**** TEXTE FOURNI ****

Sur le groupe Facebook, qui compte 54 000 membre environ, ceux-ci sont invités à partager des photos et vidéos d’animaux sauvages – et d’animaux sauvages seulement : les photos d’animaux de compagnie ou de la ferme ne sont pas acceptées. Tous se réunissent une fois par semaine sur Youtube, autour de webcams disposées dans les jardins, à côté de mangeoires opportunément placées.
Chaque session démarre par un commentaire d’une caméra en direct, comme la « Live Royal Albatross Cam », installée en Nouvelle-Zélande, filmant un nid d’albatros. Des passages enregistrés, montrant les meilleurs moments du stream, sont également diffusés. On peut aussi voir le nid d’un pyrargue filmé depuis l’Australie.

****

ACTIONS REQUISES:
(A) Reformulez sous forme de liste le paragraphe du texte fourni qui commence par « Chaque session démarre », en conservant ses faits principaux.
(B) Recopiez un passage du texte fourni : commencez aux mots « Sur le groupe » et arrêtez-vous après « filmé depuis l’Australie. ».
Les lignes qui suivent proviennent d'une source distincte du texte fourni.

**** DONNÉES FOURNIES ****

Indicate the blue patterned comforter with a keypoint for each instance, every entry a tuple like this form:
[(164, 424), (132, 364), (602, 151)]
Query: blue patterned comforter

****

SOLUTIONS:
(A)
- Chaque session s'ouvre sur le commentaire d'une caméra en direct, par exemple la « Live Royal Albatross Cam », installée en Nouvelle-Zélande et qui filme un nid d'albatros.
- Des passages enregistrés des meilleurs moments du stream sont aussi diffusés.
- On peut également voir le nid d'un pyrargue filmé depuis l'Australie.

(B)
Sur le groupe Facebook, qui compte 54 000 membre environ, ceux-ci sont invités à partager des photos et vidéos d’animaux sauvages – et d’animaux sauvages seulement : les photos d’animaux de compagnie ou de la ferme ne sont pas acceptées. Tous se réunissent une fois par semaine sur Youtube, autour de webcams disposées dans les jardins, à côté de mangeoires opportunément placées.
Chaque session démarre par un commentaire d’une caméra en direct, comme la « Live Royal Albatross Cam », installée en Nouvelle-Zélande, filmant un nid d’albatros. Des passages enregistrés, montrant les meilleurs moments du stream, sont également diffusés. On peut aussi voir le nid d’un pyrargue filmé depuis l’Australie.